### Work to be completed:
Reproduce the material below verbatim, line by line.

### Supplied material:

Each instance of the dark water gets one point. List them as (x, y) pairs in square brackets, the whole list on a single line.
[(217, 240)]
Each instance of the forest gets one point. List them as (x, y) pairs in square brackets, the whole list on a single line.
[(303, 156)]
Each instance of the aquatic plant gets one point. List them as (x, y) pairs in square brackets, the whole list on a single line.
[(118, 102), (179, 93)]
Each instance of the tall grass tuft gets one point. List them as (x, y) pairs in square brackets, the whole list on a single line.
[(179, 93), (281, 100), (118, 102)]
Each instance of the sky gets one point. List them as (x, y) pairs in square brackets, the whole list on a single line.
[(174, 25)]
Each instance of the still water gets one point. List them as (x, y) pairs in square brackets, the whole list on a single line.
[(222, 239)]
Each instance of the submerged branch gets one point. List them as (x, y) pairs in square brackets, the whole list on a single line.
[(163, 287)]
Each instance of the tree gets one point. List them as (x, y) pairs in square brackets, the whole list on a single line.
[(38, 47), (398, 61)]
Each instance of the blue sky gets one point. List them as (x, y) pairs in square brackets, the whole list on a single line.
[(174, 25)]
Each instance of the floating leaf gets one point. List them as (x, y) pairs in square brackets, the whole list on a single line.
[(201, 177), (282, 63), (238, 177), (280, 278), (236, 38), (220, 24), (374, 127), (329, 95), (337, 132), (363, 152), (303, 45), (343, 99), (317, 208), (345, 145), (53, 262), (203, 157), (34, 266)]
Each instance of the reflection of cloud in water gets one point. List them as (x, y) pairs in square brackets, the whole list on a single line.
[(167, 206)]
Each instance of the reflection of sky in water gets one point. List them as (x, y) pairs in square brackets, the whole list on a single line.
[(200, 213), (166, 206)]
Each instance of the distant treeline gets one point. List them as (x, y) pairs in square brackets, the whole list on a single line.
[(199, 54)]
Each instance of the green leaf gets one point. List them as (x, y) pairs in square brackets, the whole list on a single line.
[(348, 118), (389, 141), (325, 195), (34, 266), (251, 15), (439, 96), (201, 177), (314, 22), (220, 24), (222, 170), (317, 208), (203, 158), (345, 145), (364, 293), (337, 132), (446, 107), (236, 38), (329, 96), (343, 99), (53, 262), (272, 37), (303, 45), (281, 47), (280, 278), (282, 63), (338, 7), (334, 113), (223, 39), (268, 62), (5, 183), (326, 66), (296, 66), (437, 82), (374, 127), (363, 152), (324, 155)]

### Answer for the task:
Each instance of the dark water gets one point. List them as (x, y) pairs in square brackets, the whole list on a single line.
[(217, 240)]
Each instance of the forest gets one point. List them as (x, y) pairs in square brackets, the whole list on a single line.
[(303, 156)]
Each instance of the aquatic plant gets one point. List them as (x, y) pairs in square brackets, the whole list on a single line.
[(118, 102), (179, 93)]
Each instance of the tall grass tuft gets one point. List them as (x, y) pairs in square brackets, the whole list on a single line.
[(179, 93), (281, 100), (118, 102)]
Each instance of the sky gets one point. List them as (x, y) pairs in square brackets, the whole list on a single line.
[(174, 25)]
Each instance of the still water gets one point. List them as (x, y) pairs in square brackets, the whole list on a single line.
[(222, 239)]
Each instance of the submerged branch gets one point. List them as (x, y) pairs in square brackets, the whole list on a single line.
[(163, 287)]
Each instance of the tree gets one point. List them as (x, y) pairs in square brackets, the whole list on a single line.
[(38, 47), (398, 61)]
Each instance of the blue sky gets one point. List them as (x, y) pairs in square brackets, the whole list on a single line.
[(174, 25)]
Each instance of the floating leaf gets one point. List them as (x, y) pairs in square brackets, the whole list on a single line.
[(201, 177), (282, 63), (238, 177), (280, 278), (236, 38), (220, 24), (374, 127), (329, 95), (337, 132), (363, 152), (303, 45), (343, 99), (317, 208), (345, 145), (53, 262), (203, 157), (34, 266)]
Each instance of the reflection of cloud in water gets one point. List them as (x, y) pairs in square brackets, the whole list on a single line.
[(167, 206)]
Each instance of the reflection of sky in water gets one point. List them as (x, y) pairs in square brackets, the whole list on a single line.
[(200, 213), (166, 206)]
Each instance of the distant treeline gets one point. List them as (x, y) pairs in square brackets, the whole list on a single line.
[(199, 54)]
Each instance of the green leaf gets one point. List them as (x, y) pairs in square brackets, the whole list on a single line.
[(348, 118), (389, 141), (325, 195), (34, 266), (251, 15), (439, 96), (201, 177), (314, 22), (220, 24), (222, 170), (317, 208), (203, 158), (345, 145), (364, 293), (337, 132), (446, 107), (236, 38), (329, 96), (343, 99), (53, 262), (272, 37), (303, 45), (281, 47), (280, 278), (282, 63), (338, 7), (334, 113), (223, 39), (268, 62), (5, 183), (326, 66), (296, 66), (437, 82), (374, 127), (363, 152), (324, 155)]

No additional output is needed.